* _SOURCE EXTRACT_:
+--

# Homelite 2700 psi w/honda gcv160 engine



## jwhitt12 (Jun 27, 2011)

I am having problems starting a honda gcv160 engine on my power washer. This is the 3rd power washer with exactly the same problem. The first 2 came from costco and then I got this one. 

I have checked to make sure that the switches are properly set, I ran this machine until the gas ran out which makes me think the problem is not bad gas. After I ran out of gas I had to go get the gas can, etc. which took between 5 and 10 minutes (used same gas as was used before). I then tried to restart. First with no choke and then with choke - made no difference and the engine didn't even caugh. No switches were moved from when it was running. I have repeated this same problem with the other power washers. Oh, I also make sure the water is on and the handle is open so no pressure builds up. I have not pulled the plug on this one but I have on the others and I have spark and the plug is not wet. 

This is driving me nuts. I am convinced that I am doing something wrong but, for the life of me, I cannot figure this out.

ANY thoughts would really be appreciated. I would take this to the local honda dealer but they are backed up for 2 months and I prefer not to wait.


----------



## 89yt12 (Sep 20, 2010)

may a clog in the fuel shut off valve

but in 3 engines ????? i dont know


----------



## Ironmower (Sep 19, 2010)

Sounds like process of elimination is in order;

I'd start by pullin the plug, & check for fire

2nd, I'd remove the air filter and prime with alittle gas, and try startin..

I ain't going any further at this time, as I believe you'll find a fuel problem... 

Goood luck, keep us posted


----------



## jwhitt12 (Jun 27, 2011)

I am going to try with new gas. The gas I am using worked on the first go round and also works in my lawnmower but, perhaps, the honda is more sensitive and something may be wrong so I think that I where I am going to start.

+--

* _SHORT PROBLEM 1_:
Can you rewrite the Honda GCV160 thread from "I have checked" through "figure this out.", with "gas can" updated to "fuel can"?
* _SHORT PROBLEM 2_:
What comes next in the Honda GCV160 thread? Continue it from its final post.

+--

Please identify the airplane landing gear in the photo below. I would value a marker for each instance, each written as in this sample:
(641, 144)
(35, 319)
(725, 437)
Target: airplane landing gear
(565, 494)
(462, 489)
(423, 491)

+--

* _EXERCISE ANSWER 1_:
I have checked to make sure that the switches are properly set, I ran this machine until the gas ran out which makes me think the problem is not bad gas. After I ran out of gas I had to go get the fuel can, etc. which took between 5 and 10 minutes (used same gas as was used before). I then tried to restart. First with no choke and then with choke - made no difference and the engine didn't even caugh. No switches were moved from when it was running. I have repeated this same problem with the other power washers. Oh, I also make sure the water is on and the handle is open so no pressure builds up. I have not pulled the plug on this one but I have on the others and I have spark and the plug is not wet. 

This is driving me nuts. I am convinced that I am doing something wrong but, for the life of me, I cannot figure this out.

* _EXERCISE ANSWER 2_:
The reason I have not checked the plug (wet or spark) is because I did that on the other machines and everything was fine and the only real connection is the gas I am using so, today, I will get some fresh and see what happens.

Thank you for the replies!


----------



## jwhitt12 (Jun 27, 2011)

I never could make the power washer work. I tried everything. I had spark, I had new gasoline, I had oil, I tried starter fluid - the works.

I then took it back to home depot and had their rental guy, who is supposed to understand these things, try and start it and he failed too. H swapped out the gas, made sure there was a spark and that the fuel was going where it was supposed to, etc. 

I suspect it has to do with ethanol. I am in washington state and ALL gas has at least 10% ethanol. I do know that both home depot and costco has had a fair share of these things returned with the same complaint as I had.

I would like to have contacted Honda power equipment but, after searching their site it seems that they do not deal with email complaints and when I called they were, basically, clueless <sigh>

Thanks to those who tried to help...............


----------



## 89yt12 (Sep 20, 2010)

please keep us posed of what happens


----------



## Rent-A-Husband (Dec 11, 2012)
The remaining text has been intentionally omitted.